# Exercise description
Please write out the records from the start through the line containing "1291), (698, 1322)]", inclusive, requests included, and rescale every point coordinate in the answers by multiplying it by 0.45 and rounding to a whole number, with halves rounded up. Return only those lines.

# Task material

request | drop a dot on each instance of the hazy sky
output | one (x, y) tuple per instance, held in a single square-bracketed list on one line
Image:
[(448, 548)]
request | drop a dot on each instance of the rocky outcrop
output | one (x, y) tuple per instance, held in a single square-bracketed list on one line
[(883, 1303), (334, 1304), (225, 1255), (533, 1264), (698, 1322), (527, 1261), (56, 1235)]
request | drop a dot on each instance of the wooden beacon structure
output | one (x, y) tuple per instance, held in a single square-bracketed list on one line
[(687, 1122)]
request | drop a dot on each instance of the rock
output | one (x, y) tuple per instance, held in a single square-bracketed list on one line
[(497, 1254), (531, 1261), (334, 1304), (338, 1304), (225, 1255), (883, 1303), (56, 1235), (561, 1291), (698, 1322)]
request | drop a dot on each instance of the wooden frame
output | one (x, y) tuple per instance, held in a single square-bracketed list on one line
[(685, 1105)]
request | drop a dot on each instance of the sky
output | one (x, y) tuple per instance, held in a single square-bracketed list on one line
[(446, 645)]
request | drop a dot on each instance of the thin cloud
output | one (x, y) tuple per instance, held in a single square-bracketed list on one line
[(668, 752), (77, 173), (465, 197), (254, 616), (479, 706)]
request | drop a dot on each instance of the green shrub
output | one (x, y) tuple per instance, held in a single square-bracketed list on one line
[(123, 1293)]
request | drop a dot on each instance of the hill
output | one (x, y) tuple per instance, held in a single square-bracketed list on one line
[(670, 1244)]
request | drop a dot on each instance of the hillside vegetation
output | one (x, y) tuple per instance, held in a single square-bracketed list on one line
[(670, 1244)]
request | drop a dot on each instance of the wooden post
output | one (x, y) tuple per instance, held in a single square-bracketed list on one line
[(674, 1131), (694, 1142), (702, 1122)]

# Exercise response
request | drop a dot on each instance of the hazy sky
output | one (x, y) tuple per instance, held in a single square-bracketed list on one line
Image:
[(202, 247)]
request | drop a dot on each instance of the rocky outcrop
output | one (x, y) tuple per instance, held in a single square-bracketed list on one line
[(397, 586), (150, 587), (101, 565), (240, 569), (314, 595), (237, 567), (25, 556)]
request | drop a dot on each instance of the wooden beacon structure
output | one (x, y) tuple per instance, held in a single square-bracketed list on one line
[(309, 505)]
request | drop a dot on each instance of the rock
output | one (x, y) tuple per instance, held in a single square-bracketed list on one line
[(224, 564), (239, 567), (150, 587), (152, 587), (101, 565), (397, 586), (25, 556), (252, 581), (314, 595)]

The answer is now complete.